What you will do:
Count how many of the lines below contain the string "rear", matching case exactly. Reply with the number alone.

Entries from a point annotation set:
....

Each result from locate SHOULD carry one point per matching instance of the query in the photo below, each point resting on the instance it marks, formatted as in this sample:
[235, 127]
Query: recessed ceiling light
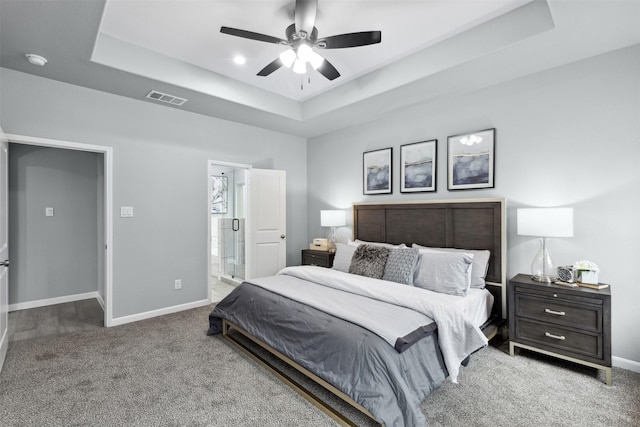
[36, 59]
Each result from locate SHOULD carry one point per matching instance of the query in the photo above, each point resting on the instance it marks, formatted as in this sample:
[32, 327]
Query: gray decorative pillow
[401, 265]
[369, 260]
[342, 260]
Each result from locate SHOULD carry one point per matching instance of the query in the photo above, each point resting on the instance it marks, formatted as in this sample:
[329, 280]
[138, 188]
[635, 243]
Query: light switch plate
[126, 211]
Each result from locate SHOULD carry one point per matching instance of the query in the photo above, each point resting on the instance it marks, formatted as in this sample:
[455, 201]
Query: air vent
[163, 97]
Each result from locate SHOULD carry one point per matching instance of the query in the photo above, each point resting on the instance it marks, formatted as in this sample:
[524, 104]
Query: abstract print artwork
[377, 171]
[418, 166]
[471, 160]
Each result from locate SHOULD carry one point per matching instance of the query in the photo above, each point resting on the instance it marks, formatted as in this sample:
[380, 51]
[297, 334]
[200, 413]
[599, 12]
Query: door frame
[108, 204]
[210, 164]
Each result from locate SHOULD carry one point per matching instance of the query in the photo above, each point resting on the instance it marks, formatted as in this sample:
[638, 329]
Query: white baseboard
[627, 364]
[4, 346]
[101, 301]
[52, 301]
[160, 312]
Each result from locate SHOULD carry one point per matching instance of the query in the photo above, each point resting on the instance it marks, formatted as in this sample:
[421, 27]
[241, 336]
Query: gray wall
[564, 137]
[160, 161]
[52, 256]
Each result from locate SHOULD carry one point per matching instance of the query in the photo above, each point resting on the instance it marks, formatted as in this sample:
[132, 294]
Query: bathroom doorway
[228, 225]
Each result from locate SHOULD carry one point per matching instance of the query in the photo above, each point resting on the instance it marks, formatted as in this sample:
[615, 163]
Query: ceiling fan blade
[252, 36]
[328, 70]
[270, 68]
[305, 16]
[340, 41]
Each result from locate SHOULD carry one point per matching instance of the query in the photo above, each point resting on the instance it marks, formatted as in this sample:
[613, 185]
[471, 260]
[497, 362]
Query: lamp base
[543, 279]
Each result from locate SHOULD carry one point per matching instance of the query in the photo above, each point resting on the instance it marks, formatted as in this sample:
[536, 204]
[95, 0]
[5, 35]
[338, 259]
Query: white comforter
[457, 335]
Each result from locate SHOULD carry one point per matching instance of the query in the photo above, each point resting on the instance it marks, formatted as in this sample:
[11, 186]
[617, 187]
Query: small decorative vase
[589, 277]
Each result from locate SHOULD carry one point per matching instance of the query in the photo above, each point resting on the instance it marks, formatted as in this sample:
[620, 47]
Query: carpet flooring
[167, 372]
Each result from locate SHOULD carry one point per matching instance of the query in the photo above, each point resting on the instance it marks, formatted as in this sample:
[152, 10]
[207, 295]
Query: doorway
[247, 224]
[227, 227]
[104, 219]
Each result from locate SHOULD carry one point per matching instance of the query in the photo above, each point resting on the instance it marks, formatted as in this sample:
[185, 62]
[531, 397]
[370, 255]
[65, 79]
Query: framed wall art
[219, 194]
[471, 160]
[376, 170]
[418, 166]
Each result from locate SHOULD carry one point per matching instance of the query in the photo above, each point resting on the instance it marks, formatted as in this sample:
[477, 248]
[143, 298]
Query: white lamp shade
[333, 218]
[545, 222]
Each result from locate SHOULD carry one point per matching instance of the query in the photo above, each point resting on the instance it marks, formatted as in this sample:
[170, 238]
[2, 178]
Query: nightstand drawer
[559, 339]
[587, 317]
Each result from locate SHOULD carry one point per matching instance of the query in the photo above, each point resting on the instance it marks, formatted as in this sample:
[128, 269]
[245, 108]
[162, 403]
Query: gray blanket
[388, 384]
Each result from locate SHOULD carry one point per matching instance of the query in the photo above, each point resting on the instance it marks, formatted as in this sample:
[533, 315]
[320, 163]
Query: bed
[379, 345]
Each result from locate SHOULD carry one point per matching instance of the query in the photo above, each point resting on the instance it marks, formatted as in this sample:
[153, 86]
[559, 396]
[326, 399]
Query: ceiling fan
[302, 38]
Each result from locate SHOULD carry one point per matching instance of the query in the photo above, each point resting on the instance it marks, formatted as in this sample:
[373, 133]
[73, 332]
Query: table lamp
[544, 223]
[333, 219]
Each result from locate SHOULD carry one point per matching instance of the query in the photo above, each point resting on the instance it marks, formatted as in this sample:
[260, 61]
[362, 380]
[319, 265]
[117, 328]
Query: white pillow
[444, 272]
[384, 245]
[342, 259]
[480, 263]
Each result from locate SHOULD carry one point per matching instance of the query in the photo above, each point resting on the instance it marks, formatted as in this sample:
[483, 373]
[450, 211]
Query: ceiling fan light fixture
[299, 66]
[315, 60]
[304, 52]
[288, 57]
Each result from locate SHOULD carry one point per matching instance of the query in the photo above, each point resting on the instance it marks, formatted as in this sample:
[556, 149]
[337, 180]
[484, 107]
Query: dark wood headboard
[465, 224]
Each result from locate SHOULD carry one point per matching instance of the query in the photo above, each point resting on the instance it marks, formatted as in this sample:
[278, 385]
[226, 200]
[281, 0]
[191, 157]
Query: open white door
[4, 246]
[268, 222]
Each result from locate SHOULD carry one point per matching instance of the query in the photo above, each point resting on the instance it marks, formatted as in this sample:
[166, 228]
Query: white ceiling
[189, 31]
[431, 49]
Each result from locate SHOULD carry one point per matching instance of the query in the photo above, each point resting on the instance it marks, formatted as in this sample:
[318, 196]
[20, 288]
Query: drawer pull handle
[557, 337]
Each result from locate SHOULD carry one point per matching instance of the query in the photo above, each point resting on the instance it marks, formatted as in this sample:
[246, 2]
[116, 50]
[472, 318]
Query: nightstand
[319, 258]
[571, 323]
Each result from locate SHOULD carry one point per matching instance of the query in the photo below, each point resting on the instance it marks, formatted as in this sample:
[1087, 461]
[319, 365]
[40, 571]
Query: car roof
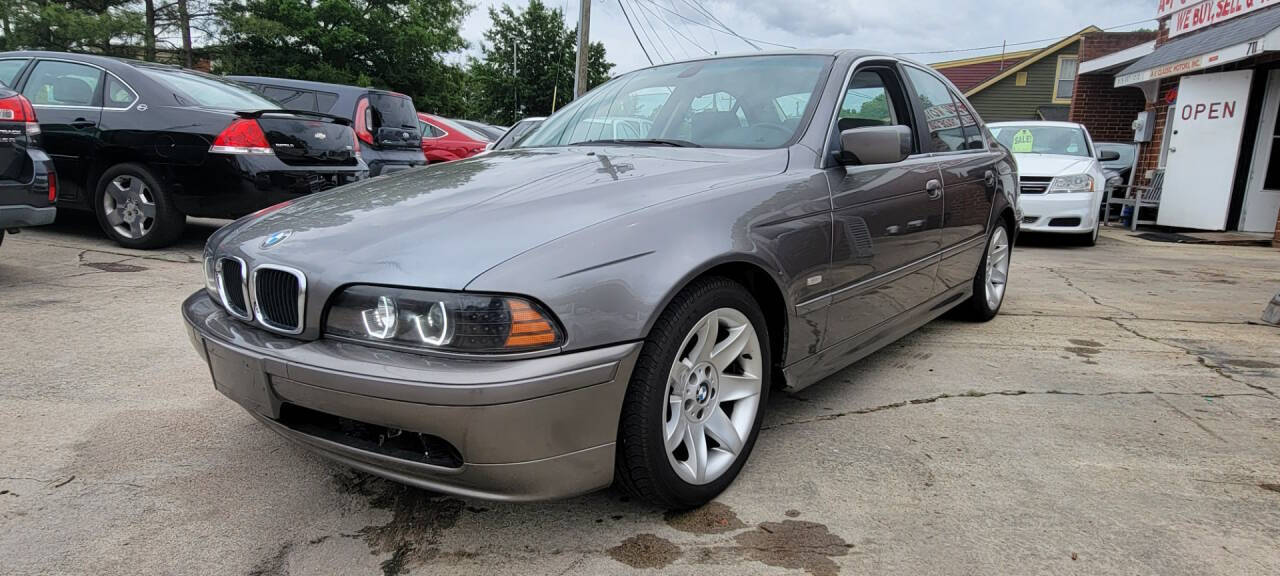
[306, 85]
[1046, 123]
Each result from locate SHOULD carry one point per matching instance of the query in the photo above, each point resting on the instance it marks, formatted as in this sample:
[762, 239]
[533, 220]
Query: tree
[528, 63]
[387, 44]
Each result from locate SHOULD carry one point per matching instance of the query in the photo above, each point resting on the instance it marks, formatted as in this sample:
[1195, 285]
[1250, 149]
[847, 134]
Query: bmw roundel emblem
[277, 237]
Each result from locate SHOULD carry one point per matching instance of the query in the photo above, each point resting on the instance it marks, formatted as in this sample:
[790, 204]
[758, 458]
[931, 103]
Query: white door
[1262, 193]
[1208, 120]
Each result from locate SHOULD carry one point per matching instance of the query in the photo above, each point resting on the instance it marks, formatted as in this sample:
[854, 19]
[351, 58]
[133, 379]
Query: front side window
[730, 103]
[9, 69]
[193, 88]
[945, 132]
[63, 83]
[1042, 138]
[1065, 82]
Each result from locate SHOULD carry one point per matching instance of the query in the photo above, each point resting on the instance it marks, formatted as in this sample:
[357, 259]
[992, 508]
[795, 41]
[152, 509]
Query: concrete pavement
[1119, 416]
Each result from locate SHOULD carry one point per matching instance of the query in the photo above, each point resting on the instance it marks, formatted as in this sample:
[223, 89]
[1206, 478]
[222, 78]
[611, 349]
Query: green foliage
[528, 58]
[92, 26]
[385, 44]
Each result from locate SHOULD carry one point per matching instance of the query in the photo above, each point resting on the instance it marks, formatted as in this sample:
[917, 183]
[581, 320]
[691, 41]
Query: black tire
[977, 309]
[641, 467]
[165, 225]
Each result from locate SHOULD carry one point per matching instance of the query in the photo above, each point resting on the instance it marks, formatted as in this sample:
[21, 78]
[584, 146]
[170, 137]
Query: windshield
[206, 91]
[732, 103]
[1040, 138]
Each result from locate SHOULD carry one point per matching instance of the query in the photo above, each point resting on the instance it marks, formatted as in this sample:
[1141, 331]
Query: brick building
[1207, 88]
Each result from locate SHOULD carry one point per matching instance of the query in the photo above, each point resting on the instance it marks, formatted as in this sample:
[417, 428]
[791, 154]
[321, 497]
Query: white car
[1060, 177]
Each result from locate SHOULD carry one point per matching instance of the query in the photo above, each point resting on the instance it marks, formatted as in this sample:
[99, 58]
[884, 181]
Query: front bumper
[525, 429]
[1074, 213]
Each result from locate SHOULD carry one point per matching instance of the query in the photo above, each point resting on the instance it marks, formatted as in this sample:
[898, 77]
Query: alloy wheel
[713, 394]
[129, 206]
[997, 266]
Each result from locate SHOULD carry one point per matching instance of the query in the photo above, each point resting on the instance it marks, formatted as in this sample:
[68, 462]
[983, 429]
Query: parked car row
[144, 146]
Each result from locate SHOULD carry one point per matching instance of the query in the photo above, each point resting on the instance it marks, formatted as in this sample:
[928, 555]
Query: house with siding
[1032, 85]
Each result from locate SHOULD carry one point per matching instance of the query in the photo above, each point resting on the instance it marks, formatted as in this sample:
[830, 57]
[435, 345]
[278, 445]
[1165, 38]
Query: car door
[968, 168]
[887, 218]
[67, 97]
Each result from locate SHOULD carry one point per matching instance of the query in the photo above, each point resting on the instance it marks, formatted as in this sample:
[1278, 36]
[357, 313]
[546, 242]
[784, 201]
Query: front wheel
[135, 209]
[695, 401]
[990, 283]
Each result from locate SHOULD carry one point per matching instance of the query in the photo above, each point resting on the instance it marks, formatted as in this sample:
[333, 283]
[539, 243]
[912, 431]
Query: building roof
[972, 72]
[1228, 33]
[1031, 60]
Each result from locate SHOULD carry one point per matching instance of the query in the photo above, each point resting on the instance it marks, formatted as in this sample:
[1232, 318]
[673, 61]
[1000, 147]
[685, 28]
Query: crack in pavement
[1096, 301]
[982, 394]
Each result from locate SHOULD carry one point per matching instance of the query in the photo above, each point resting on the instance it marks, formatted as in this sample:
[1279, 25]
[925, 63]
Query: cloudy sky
[894, 26]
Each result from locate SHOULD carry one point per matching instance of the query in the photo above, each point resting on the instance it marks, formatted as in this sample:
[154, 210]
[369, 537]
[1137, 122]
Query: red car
[446, 140]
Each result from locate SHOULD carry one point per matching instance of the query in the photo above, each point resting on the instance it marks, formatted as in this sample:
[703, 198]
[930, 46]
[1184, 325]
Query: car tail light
[243, 136]
[17, 108]
[364, 119]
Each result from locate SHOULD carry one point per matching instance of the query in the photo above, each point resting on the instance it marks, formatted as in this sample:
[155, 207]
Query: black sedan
[145, 145]
[27, 181]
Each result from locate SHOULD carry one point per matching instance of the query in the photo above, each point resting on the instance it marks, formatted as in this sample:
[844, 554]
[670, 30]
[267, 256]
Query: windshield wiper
[679, 144]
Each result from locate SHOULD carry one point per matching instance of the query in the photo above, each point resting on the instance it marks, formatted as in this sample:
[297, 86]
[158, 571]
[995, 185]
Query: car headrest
[850, 123]
[68, 90]
[709, 123]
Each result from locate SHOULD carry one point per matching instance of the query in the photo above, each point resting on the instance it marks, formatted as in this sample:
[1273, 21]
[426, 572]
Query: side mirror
[876, 145]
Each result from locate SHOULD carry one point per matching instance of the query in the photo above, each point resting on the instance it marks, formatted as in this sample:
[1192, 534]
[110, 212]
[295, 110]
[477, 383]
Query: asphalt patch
[645, 551]
[114, 266]
[794, 544]
[712, 519]
[419, 520]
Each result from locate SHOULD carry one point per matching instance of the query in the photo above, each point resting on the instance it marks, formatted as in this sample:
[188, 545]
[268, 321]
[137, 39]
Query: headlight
[210, 274]
[1072, 183]
[447, 321]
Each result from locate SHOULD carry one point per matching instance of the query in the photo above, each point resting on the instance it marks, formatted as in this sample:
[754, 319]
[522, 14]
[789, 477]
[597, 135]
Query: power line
[714, 28]
[1016, 44]
[699, 7]
[659, 18]
[658, 46]
[634, 32]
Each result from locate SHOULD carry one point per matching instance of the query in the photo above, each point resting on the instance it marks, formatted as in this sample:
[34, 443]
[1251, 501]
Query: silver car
[583, 311]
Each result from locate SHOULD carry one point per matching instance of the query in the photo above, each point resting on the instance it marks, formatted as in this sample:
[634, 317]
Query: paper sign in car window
[1023, 141]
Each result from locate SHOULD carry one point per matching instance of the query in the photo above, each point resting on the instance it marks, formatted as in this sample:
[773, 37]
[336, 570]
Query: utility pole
[584, 48]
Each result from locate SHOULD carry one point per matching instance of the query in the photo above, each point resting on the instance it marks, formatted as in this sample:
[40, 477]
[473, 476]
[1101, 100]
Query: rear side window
[193, 88]
[63, 83]
[9, 69]
[945, 133]
[118, 95]
[392, 110]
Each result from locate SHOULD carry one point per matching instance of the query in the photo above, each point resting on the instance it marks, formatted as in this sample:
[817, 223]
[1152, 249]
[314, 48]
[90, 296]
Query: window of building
[1065, 83]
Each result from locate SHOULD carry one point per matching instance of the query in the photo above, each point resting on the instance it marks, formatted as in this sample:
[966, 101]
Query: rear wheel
[135, 209]
[695, 401]
[988, 284]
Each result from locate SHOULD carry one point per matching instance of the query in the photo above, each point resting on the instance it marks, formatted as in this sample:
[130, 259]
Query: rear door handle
[935, 190]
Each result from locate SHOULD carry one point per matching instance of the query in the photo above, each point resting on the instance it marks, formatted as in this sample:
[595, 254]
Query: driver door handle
[935, 188]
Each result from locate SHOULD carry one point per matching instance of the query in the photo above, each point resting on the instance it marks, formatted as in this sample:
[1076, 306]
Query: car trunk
[394, 122]
[305, 141]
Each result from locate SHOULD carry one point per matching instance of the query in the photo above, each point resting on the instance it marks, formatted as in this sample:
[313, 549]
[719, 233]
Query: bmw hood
[1051, 164]
[444, 224]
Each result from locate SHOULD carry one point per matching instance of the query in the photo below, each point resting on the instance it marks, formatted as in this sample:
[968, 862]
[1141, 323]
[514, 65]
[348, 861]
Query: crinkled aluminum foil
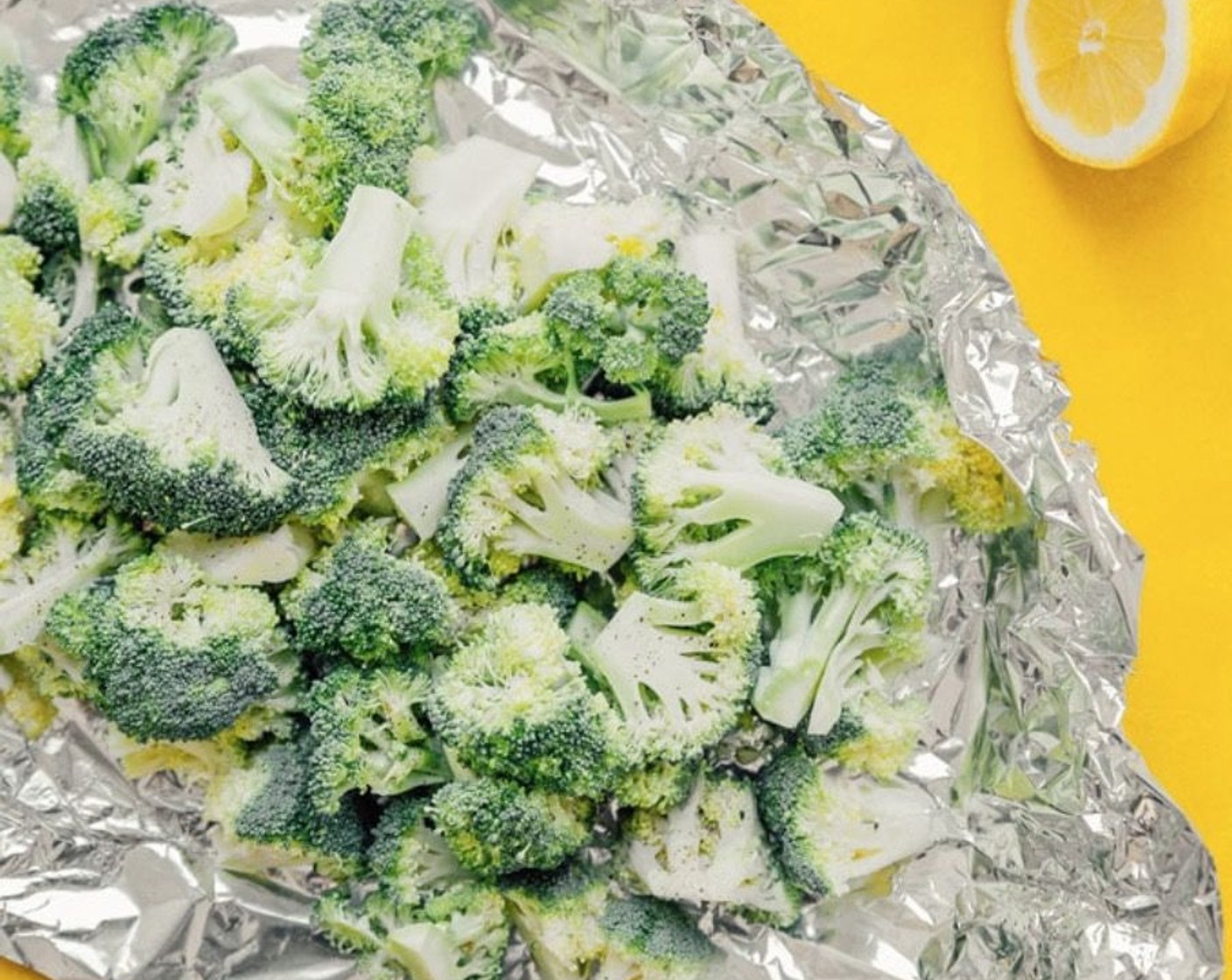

....

Exercise answer:
3